TO DO »
[a] Extract the part of the passage on the Bustles' plea that runs from "Joshua Bustle’s lawyer, Tim" up to and including "protests last year.".
[b] In two sentences, summarize the passage on the Bustles' plea.
[c] Write what comes next in the passage on the Bustles' plea, picking up after its final sentence.

SELECTED TEXT »
Jessica Bustle’s lawyer, Nabeel Kibria, said in a phone interview that prosecutors had given the Bustles a choice of which of the four counts they were facing to plead guilty to. They chose the one that seemed most “milquetoast” and “benign,” he said, describing the couple as “normal people who got caught up in social media.”

“They just want to get back to their lives and move on with it,” he said.

Joshua Bustle’s lawyer, Tim Anderson, echoed Kibria, writing in an email that the Bustles were “normal good and patriotic Americans that did not wake up on January 6, 2021 expecting to commit any crimes.” He compared the events of Jan. 6, when thousands of Trump supporters descended on the Capitol as lawmakers certified the results of the presidential election, to racial justice and anti–police brutality protests last year.

DATASET »
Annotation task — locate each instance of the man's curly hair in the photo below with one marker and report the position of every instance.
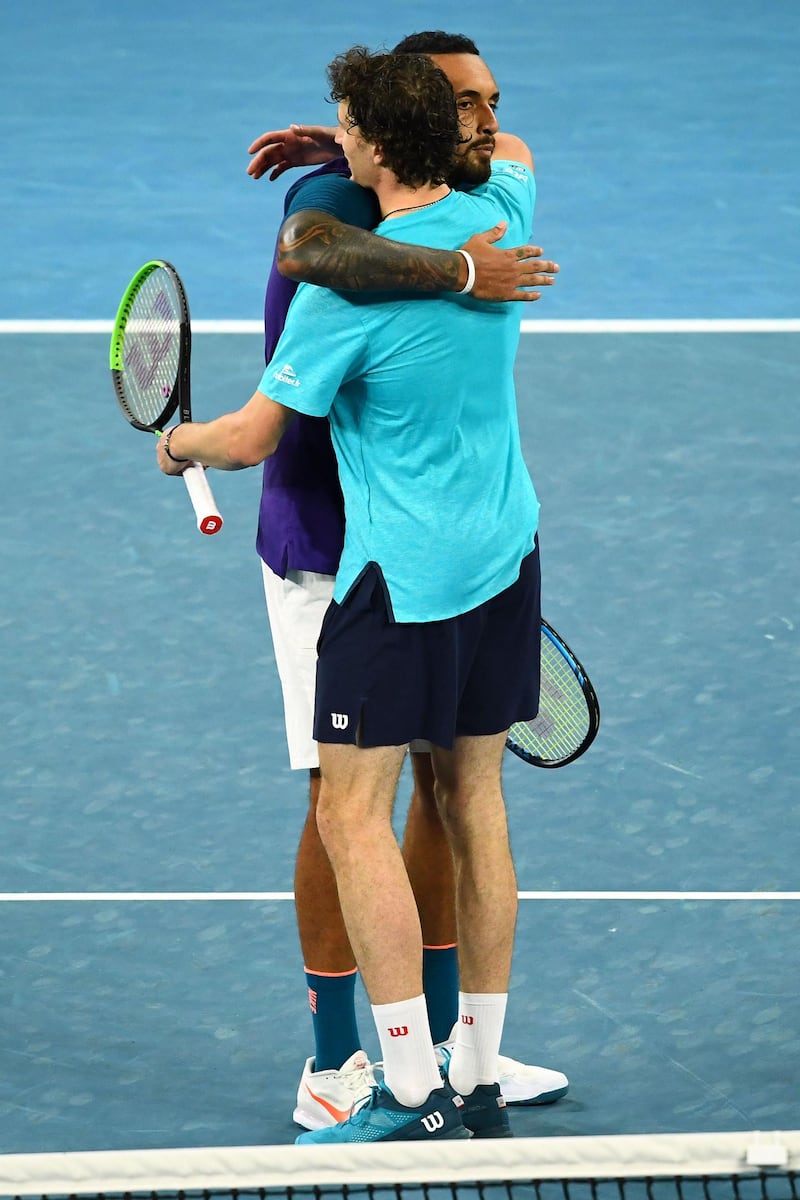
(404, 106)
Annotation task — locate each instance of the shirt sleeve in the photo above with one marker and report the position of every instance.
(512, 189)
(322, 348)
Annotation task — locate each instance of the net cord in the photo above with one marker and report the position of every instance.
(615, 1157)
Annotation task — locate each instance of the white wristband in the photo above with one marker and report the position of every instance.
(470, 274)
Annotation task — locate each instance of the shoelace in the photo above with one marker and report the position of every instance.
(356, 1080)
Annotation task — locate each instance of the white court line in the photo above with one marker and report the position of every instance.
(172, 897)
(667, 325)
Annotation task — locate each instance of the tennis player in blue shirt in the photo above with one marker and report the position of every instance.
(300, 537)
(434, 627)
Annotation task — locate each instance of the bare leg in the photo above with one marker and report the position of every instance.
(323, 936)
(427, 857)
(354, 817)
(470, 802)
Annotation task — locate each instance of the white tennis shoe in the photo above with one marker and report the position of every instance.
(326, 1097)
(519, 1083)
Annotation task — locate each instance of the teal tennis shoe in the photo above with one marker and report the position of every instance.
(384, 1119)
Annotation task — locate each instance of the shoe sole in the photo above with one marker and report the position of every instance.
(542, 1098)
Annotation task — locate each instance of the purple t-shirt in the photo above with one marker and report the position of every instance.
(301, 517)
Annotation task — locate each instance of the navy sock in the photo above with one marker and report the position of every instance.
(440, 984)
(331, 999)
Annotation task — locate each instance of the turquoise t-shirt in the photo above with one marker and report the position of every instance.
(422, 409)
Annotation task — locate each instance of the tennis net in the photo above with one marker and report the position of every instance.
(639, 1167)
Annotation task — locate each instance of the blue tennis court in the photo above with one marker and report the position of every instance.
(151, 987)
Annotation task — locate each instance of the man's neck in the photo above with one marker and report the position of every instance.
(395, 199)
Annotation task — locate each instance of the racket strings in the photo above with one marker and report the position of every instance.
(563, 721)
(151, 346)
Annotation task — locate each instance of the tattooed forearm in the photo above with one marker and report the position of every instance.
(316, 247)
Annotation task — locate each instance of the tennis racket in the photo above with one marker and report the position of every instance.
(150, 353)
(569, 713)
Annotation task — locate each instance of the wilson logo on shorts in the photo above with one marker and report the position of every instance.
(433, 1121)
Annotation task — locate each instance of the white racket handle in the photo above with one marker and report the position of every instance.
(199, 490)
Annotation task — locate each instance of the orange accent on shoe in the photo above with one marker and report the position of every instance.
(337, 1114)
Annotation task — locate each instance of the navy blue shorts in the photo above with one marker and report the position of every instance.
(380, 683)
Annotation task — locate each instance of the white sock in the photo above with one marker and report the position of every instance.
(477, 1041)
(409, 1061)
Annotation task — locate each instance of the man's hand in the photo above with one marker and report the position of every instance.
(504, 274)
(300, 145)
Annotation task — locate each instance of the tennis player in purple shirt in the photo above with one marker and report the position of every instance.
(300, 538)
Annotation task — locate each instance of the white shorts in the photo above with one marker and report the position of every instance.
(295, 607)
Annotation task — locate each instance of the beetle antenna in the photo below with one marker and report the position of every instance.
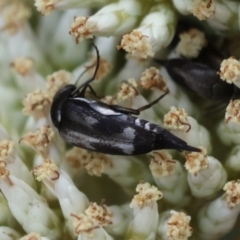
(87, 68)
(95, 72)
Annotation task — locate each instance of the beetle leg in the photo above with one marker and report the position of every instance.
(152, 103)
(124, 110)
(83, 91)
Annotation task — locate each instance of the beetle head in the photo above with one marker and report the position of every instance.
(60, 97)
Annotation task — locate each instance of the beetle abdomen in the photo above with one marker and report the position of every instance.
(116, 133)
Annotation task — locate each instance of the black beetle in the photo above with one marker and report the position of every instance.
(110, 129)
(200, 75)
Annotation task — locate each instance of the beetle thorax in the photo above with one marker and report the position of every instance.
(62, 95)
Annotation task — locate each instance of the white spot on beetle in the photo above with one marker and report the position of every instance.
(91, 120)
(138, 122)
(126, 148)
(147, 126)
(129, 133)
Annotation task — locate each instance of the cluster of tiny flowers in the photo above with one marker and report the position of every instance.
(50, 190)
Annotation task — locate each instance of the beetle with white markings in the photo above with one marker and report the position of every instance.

RESULTS IN ORDER »
[a]
Joshua Bustle’s lawyer, Tim Anderson, echoed Kibria, writing in an email that the Bustles were “normal good and patriotic Americans that did not wake up on January 6, 2021 expecting to commit any crimes.” He compared the events of Jan. 6, when thousands of Trump supporters descended on the Capitol as lawmakers certified the results of the presidential election, to racial justice and anti–police brutality protests last year.

[b] Jessica Bustle's lawyer, Nabeel Kibria, said prosecutors gave the couple a choice of which of four counts to plead guilty to, and they chose the one that seemed most benign. Joshua Bustle's lawyer, Tim Anderson, called them normal, patriotic Americans who did not expect to commit crimes on January 6, 2021, and compared that day's events to last year's racial justice and anti–police brutality protests.

[c]
“However, the law is the law, and if you violate it, you must be held accountable which is the process Mr. Bustle is now going through. I am hoping that US Attorneys all across the nation will hold the same law and order standard against those who were disorderly in the cities and towns across America during the civil unrest periods last summer that the government has now held my client to in the DC riots,” Anderson wrote. (Anderson is the Republican nominee for a seat in the Virginia House of Delegates in 2021; the conservative lawyer led an unsuccessful effort last year to oust a state lawmaker after he accused her of inciting people to deface a Confederate monument.)

A spokesperson for the US attorney’s office in Washington did not immediately return a request for comment.

A handful of plea hearings in other Capitol riot cases are scheduled in the next few weeks, and prosecutors and defense lawyers have alerted judges in numerous other cases about offers and ongoing negotiations. An overwhelming majority of federal criminal cases end with plea deals, although it’s still too early to know how the bulk of the Jan. 6 cases will resolve; several defendants are fighting the lawfulness of the charges, and prosecutors have dropped one case altogether.

Bustle wears a hat that says "LIONS NOT SHEEP" in her Facebook post about standing "for truth with my fellow patriots and freedom fighters in DC today"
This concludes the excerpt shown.